▶ [INSTRUCTIONS FOR THE TASK]: In the listing below, find every line containing "windows" and copy it out.

▶ [LISTED RECORDS]:
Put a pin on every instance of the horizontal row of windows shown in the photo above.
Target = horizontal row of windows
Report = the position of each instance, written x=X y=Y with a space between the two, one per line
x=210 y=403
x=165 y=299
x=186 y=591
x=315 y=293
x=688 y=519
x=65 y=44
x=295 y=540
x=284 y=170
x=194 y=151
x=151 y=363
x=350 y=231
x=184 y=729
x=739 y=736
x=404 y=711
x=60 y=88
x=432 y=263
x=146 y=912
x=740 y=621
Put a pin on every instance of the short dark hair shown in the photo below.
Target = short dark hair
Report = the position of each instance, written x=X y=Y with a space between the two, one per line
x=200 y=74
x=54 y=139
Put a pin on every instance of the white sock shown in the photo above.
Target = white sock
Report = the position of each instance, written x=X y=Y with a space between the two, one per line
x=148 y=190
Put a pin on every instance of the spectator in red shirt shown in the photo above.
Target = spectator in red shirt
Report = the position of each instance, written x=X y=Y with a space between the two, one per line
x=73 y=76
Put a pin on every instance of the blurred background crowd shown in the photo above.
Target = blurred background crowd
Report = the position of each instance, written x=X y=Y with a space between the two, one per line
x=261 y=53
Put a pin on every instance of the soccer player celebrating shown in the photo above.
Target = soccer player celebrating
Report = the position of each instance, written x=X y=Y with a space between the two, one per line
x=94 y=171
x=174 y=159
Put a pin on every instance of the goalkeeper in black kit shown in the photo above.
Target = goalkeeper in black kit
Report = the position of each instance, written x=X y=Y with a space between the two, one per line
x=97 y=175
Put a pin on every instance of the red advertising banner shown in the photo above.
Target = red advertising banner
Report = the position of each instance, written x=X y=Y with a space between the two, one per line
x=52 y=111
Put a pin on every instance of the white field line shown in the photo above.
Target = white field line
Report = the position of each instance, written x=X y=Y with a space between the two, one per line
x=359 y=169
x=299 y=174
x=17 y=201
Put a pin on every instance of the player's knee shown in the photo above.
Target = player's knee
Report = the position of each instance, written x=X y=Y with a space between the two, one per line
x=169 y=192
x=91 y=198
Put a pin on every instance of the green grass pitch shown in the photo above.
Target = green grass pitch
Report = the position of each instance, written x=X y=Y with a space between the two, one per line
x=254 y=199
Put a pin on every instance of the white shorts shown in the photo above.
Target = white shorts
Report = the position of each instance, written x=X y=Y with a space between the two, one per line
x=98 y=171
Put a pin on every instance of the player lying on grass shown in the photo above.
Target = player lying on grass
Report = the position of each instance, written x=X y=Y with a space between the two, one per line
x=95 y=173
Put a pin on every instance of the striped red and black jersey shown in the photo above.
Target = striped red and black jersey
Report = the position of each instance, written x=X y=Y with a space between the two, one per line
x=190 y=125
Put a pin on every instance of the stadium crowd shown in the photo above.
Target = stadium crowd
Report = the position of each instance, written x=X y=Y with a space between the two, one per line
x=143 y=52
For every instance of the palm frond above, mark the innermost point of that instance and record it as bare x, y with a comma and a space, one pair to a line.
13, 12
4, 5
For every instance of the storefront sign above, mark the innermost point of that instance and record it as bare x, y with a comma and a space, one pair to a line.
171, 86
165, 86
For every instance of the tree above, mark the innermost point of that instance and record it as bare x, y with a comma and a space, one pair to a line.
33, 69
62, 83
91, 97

▶ [OUTPUT OF THE EXERCISE]:
Put a pin on every instance of the horizontal row of windows shown in the photo above.
Target = horizontal row of windows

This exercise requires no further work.